There is a surprising level of subtlety to the degrees and types of performance hazard that exist; categorising them is beyond the scope of this article. The performance hazard may have a technical mitigation cost, such as running the application over a separate and dedicated parallel infrastructure.

When we run the application operationally, these performance hazards either do or don’t mature. As a consequence, we experience a particular level of technical application performance and availability. These are the (only sustainable) sources of value of a broadband network: you can fool some of the people all of the time, and all of the people some of the time, but you can’t perpetually disguise a failure to create the core value that users seek.

So that’s the technology supply side.

Business value demand side

When we look at the business side, we see something that is a bit like a profit and loss balance sheet.

The ‘top line’ is driven by the fit-for-purpose application outcomes that we experience, such as successful voice calls. Meanwhile, there are three sources of ‘cost’ to subtract to get the ‘bottom line’:

Direct loss + (Self-)insured risk. There an immediate hit that you take for any application failure: it could be a simple embarrassment when a VoIP call fails, or a serious business process outage. As a result, you have to (self-)insure excess risk. For instance, if you are a consumer inviting your friends round for a Netflix movie, you may keep a DVD and a lot of bonus beer around if you can’t rely on the service working. For a business user, you may travel to see a key client rather than pray that WebEx won’t let you down.

Catastrophic risk. Things can, and do, go very wrong in ways that insurance can’t cover. Say you are a public sector body, who has decreed that everyone will work from home so you can sell off your office space. Then one day a national broadcaster announces that it’s going online-only for key channels, and the application performance for many users suddenly becomes unacceptable at 4pm when the kids come home from school, and you have no means to back-out.

Mitigation cost. There are additional business costs that you may incur to mitigate the effects of failure, for instance by maintaining backup business processes and facilities. This is above and beyond the insured risk cost.

### Exercise instructions:
1/ Could you return the passage on broadband performance hazards and business value word for word, in full?
2/ Can you retype everything in the records from the line containing "pixel 381 263." down to the line containing "pixel 448 176", both of those lines included, and nothing else?

### Given records:
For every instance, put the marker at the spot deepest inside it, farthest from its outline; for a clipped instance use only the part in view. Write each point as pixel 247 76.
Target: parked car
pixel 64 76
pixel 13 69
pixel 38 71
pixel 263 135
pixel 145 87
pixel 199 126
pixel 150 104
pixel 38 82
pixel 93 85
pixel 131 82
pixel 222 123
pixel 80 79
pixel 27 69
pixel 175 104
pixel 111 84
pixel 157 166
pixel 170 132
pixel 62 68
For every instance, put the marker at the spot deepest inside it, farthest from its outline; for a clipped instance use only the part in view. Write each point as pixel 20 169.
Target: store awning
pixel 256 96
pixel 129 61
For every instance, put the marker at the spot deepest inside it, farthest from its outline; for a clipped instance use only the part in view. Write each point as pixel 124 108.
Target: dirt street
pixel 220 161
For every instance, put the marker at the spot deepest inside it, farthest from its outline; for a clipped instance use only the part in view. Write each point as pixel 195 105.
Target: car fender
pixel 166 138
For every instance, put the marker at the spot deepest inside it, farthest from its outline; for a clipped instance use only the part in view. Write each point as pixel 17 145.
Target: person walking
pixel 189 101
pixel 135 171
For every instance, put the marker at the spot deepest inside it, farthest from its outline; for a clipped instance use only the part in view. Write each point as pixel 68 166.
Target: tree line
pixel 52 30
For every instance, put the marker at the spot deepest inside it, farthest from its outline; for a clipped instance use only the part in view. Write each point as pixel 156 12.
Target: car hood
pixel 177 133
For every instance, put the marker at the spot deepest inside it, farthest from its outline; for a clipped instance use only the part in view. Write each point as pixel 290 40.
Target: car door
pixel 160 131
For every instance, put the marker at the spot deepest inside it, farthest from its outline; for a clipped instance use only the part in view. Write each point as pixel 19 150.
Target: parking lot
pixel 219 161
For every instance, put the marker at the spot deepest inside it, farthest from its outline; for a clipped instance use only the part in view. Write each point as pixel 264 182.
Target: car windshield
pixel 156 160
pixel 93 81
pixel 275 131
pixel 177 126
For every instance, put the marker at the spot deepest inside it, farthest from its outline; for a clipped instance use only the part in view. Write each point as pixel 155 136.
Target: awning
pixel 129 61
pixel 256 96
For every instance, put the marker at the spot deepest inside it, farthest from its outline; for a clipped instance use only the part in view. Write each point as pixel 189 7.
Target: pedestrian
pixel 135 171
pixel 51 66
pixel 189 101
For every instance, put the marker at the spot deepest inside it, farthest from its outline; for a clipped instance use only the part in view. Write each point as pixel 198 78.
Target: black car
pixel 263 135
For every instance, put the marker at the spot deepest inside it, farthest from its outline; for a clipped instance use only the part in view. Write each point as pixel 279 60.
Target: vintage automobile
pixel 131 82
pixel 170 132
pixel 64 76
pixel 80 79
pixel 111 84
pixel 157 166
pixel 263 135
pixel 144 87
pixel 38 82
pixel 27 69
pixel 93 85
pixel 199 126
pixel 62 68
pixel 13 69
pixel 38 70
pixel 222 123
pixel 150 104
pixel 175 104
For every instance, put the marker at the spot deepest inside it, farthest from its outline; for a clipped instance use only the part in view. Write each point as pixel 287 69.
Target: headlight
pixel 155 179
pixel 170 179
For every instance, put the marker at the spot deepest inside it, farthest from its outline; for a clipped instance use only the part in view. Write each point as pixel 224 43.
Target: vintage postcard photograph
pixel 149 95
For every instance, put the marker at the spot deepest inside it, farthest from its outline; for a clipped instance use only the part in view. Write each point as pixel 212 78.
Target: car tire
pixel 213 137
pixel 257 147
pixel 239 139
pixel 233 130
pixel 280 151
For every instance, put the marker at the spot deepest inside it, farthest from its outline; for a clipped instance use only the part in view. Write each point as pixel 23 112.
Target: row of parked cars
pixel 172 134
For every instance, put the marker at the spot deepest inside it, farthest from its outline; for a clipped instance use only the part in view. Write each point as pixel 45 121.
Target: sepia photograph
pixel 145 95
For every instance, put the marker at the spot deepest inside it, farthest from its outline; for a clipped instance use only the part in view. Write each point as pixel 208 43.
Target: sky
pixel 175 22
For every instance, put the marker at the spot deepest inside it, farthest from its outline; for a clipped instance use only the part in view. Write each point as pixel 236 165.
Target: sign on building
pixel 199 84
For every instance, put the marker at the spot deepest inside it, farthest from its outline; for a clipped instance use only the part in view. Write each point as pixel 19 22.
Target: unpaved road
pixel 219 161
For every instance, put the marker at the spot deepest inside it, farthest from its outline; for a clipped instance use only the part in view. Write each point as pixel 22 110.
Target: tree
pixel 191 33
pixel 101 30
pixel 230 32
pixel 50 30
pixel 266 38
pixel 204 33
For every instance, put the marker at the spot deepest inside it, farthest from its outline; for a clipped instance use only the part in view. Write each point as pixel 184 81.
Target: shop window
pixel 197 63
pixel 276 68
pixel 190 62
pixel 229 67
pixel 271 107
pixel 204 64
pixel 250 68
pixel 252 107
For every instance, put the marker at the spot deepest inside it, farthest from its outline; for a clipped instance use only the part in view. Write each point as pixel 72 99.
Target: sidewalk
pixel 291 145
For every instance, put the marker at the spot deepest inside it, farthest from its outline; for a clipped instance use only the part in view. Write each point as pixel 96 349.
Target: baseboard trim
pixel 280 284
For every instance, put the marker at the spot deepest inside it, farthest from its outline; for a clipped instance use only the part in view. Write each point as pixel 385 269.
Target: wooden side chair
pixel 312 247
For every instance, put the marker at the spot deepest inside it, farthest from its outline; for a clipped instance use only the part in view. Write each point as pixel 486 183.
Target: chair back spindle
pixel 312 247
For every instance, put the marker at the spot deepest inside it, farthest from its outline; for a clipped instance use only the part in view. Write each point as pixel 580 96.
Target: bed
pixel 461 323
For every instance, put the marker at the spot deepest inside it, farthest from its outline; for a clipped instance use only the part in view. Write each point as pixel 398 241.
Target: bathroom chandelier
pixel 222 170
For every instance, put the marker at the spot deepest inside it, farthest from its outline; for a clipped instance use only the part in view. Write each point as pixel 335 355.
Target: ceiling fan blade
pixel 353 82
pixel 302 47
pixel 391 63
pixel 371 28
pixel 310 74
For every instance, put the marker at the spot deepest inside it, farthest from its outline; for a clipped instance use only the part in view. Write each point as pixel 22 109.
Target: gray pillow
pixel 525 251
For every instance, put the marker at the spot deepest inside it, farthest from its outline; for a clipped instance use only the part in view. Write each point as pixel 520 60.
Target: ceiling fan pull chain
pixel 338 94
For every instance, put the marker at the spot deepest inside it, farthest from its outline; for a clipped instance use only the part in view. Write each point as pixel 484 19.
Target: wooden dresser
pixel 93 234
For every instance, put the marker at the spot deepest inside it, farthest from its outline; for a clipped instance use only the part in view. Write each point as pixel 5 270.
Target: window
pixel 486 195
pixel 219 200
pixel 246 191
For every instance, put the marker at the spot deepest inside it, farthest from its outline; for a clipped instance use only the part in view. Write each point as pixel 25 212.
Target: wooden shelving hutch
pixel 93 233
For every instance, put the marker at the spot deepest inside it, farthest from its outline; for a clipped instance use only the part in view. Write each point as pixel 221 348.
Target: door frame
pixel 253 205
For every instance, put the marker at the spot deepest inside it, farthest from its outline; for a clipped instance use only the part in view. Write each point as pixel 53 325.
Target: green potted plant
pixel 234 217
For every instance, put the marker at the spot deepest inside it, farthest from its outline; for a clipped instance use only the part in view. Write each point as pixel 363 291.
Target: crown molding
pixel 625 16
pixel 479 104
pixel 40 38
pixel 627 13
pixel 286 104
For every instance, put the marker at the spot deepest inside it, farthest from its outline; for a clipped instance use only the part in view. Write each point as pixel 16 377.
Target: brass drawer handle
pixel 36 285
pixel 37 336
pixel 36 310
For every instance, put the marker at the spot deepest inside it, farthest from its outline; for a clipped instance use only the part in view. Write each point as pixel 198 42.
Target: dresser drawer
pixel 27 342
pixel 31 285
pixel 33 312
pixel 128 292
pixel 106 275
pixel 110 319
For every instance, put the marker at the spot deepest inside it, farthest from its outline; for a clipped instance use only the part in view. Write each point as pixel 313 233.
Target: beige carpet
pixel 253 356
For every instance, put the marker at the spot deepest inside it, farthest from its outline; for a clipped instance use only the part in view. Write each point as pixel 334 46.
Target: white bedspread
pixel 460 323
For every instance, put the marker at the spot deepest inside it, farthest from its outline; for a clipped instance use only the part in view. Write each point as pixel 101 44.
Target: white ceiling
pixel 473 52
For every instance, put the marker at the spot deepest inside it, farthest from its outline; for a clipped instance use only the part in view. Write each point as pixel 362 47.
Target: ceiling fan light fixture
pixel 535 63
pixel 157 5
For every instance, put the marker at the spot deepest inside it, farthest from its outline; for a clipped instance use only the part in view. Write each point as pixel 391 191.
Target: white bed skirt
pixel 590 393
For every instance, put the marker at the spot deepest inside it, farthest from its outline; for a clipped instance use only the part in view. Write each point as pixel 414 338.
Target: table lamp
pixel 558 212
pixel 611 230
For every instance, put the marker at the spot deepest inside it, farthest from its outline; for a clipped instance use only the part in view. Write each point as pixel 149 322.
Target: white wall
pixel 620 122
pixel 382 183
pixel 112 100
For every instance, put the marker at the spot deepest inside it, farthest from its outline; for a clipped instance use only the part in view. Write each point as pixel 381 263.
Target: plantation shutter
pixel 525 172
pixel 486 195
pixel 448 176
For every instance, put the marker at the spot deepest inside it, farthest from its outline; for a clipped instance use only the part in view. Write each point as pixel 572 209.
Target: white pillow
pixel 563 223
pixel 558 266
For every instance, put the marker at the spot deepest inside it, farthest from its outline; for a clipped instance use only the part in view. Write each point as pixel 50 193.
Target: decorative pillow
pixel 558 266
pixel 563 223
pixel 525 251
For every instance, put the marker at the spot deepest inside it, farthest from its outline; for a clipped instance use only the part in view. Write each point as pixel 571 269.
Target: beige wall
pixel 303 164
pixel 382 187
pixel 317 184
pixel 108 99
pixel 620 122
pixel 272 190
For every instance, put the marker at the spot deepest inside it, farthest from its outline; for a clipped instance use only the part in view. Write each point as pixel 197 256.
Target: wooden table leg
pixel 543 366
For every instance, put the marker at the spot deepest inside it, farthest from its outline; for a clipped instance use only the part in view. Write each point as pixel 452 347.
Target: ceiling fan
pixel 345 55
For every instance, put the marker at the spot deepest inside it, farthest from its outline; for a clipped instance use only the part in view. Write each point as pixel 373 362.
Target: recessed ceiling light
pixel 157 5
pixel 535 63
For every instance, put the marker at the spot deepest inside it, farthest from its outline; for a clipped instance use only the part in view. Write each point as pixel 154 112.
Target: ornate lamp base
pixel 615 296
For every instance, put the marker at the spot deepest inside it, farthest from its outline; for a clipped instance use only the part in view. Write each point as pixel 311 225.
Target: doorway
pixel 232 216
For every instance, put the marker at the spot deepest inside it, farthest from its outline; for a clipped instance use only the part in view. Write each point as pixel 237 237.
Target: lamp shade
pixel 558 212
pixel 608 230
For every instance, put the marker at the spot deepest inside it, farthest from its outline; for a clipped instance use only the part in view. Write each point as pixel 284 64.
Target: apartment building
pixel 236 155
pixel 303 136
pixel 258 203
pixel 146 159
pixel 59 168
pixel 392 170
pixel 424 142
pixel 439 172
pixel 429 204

### Results of the tasks:
1/
There is a surprising level of subtlety to the degrees and types of performance hazard that exist; categorising them is beyond the scope of this article. The performance hazard may have a technical mitigation cost, such as running the application over a separate and dedicated parallel infrastructure.

When we run the application operationally, these performance hazards either do or don’t mature. As a consequence, we experience a particular level of technical application performance and availability. These are the (only sustainable) sources of value of a broadband network: you can fool some of the people all of the time, and all of the people some of the time, but you can’t perpetually disguise a failure to create the core value that users seek.

So that’s the technology supply side.

Business value demand side

When we look at the business side, we see something that is a bit like a profit and loss balance sheet.

The ‘top line’ is driven by the fit-for-purpose application outcomes that we experience, such as successful voice calls. Meanwhile, there are three sources of ‘cost’ to subtract to get the ‘bottom line’:

Direct loss + (Self-)insured risk. There an immediate hit that you take for any application failure: it could be a simple embarrassment when a VoIP call fails, or a serious business process outage. As a result, you have to (self-)insure excess risk. For instance, if you are a consumer inviting your friends round for a Netflix movie, you may keep a DVD and a lot of bonus beer around if you can’t rely on the service working. For a business user, you may travel to see a key client rather than pray that WebEx won’t let you down.

Catastrophic risk. Things can, and do, go very wrong in ways that insurance can’t cover. Say you are a public sector body, who has decreed that everyone will work from home so you can sell off your office space. Then one day a national broadcaster announces that it’s going online-only for key channels, and the application performance for many users suddenly becomes unacceptable at 4pm when the kids come home from school, and you have no means to back-out.

Mitigation cost. There are additional business costs that you may incur to mitigate the effects of failure, for instance by maintaining backup business processes and facilities. This is above and beyond the insured risk cost.

2/
For every instance, put the marker at the spot deepest inside it, farthest from its outline; for a clipped instance use only the part in view. Write each point as pixel 381 263.
Target: plantation shutter
pixel 525 172
pixel 486 195
pixel 448 176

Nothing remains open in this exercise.